Add IOutputAllocator

NVIDIA · Aug 23, 2024 · fc7ca69 · fc7ca69
1 parent 4d377a1
commit fc7ca69
Show file tree

Hide file tree

Showing 15 changed files with 768 additions and 68 deletions.
diff --git a/mlir-tensorrt/executor/include/mlir-executor-c/Runtime/Runtime.h b/mlir-tensorrt/executor/include/mlir-executor-c/Runtime/Runtime.h
@@ -95,6 +95,50 @@ static inline bool mtrtDeviceIsNull(MTRT_Device device) { return !device.ptr; }
 /// arguments are optional in functions below.
 static inline MTRT_Device mtrtDeviceGetNull() { return MTRT_Device{nullptr}; }
 
+//===----------------------------------------------------------------------===//
+// MTRT_GpuAllocator
+//===----------------------------------------------------------------------===//
+
+// Function pointer types for the allocate and deallocate callbacks.
+typedef void *(*AllocateFunc)(void *self, uint64_t size, uint64_t alignment, uint32_t flags, cudaStream_t* stream);
+typedef bool (*DeallocateFunc)(void *self, void *memory, cudaStream_t* stream);
+
+typedef struct MTRT_GpuAllocator {
+  void *ptr; // Pointer to the implementation (PyGpuAllocatorTrampoline in our
+             // case.)
+  // Function pointers to methods.
+  AllocateFunc allocate;
+  DeallocateFunc deallocate;
+} MTRT_GpuAllocator;
+
+//===----------------------------------------------------------------------===//
+// MTRT_OutputAllocator
+//===----------------------------------------------------------------------===//
+
+// Function pointer types for the allocate and deallocate callbacks.
________________
> Task to complete
Answer these questions about the IOutputAllocator commit page, one per line:
(a) How many changed files does the commit page report?
(b) What return type does `DeallocateFunc` have?
(c) According to its comment, what does the `ptr` field of `MTRT_GpuAllocator` point to?
The lines that come after this have no role in the work here.

> Dataset excerpt
________________
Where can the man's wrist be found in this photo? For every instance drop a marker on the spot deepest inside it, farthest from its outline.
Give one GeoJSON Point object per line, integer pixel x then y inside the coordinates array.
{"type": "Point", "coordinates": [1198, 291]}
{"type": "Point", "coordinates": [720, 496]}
________________
> Written answer
(a) 15 changed files.
(b) `bool`.
(c) The implementation, which is `PyGpuAllocatorTrampoline` in this case.